Testo di partenza:
━━━━━━

La sentenza storica della Corte Costituzionale
Oggi, tuttavia, è arrivata una buona notizia dalla Corte Costituzionale, che ha stabilito che, quando due donne hanno un figlio, la cosiddetta “madre intenzionale” – quella senza legami biologici col bambino – ha diritto al congedo retribuito e obbligatorio di dieci giorni di astensione dal lavoro retribuiti al 100% già riservato ai padri nelle coppie eterosessuali (il cosiddetto “congedo di paternità”) da usare nei primi mesi di vita del figlio.

━━━━━━

Materiale fornito:
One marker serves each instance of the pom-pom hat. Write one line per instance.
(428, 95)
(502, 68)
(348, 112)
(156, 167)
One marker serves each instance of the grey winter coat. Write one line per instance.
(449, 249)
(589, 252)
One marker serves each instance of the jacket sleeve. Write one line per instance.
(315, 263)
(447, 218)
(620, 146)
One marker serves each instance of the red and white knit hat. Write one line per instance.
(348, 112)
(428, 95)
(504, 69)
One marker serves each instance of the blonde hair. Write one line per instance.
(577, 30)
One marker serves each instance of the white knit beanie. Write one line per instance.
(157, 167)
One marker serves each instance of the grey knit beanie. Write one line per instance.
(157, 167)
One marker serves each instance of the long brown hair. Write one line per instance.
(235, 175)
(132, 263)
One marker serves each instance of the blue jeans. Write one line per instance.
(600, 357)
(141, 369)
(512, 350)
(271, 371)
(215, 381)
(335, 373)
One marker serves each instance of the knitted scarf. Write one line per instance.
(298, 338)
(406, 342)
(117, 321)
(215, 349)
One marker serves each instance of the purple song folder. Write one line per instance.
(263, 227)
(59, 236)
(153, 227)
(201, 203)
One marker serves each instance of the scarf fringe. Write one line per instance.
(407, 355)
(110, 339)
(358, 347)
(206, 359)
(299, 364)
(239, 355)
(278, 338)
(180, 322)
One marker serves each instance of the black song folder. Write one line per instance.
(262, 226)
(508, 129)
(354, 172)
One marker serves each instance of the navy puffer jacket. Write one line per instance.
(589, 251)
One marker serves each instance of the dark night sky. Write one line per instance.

━━━━━━

Consegne:
a - Puoi ricopiare dal testo di partenza il brano compreso tra "La sentenza storica" e "vita del figlio.", estremi inclusi?
b - Quali quantità numeriche, scritte in lettere o in cifre, compaiono nel testo di partenza? Elencale tutte.

Soluzioni:
a -
La sentenza storica della Corte Costituzionale
Oggi, tuttavia, è arrivata una buona notizia dalla Corte Costituzionale, che ha stabilito che, quando due donne hanno un figlio, la cosiddetta “madre intenzionale” – quella senza legami biologici col bambino – ha diritto al congedo retribuito e obbligatorio di dieci giorni di astensione dal lavoro retribuiti al 100% già riservato ai padri nelle coppie eterosessuali (il cosiddetto “congedo di paternità”) da usare nei primi mesi di vita del figlio.

b -
- due (donne)
- dieci (giorni)
- 100%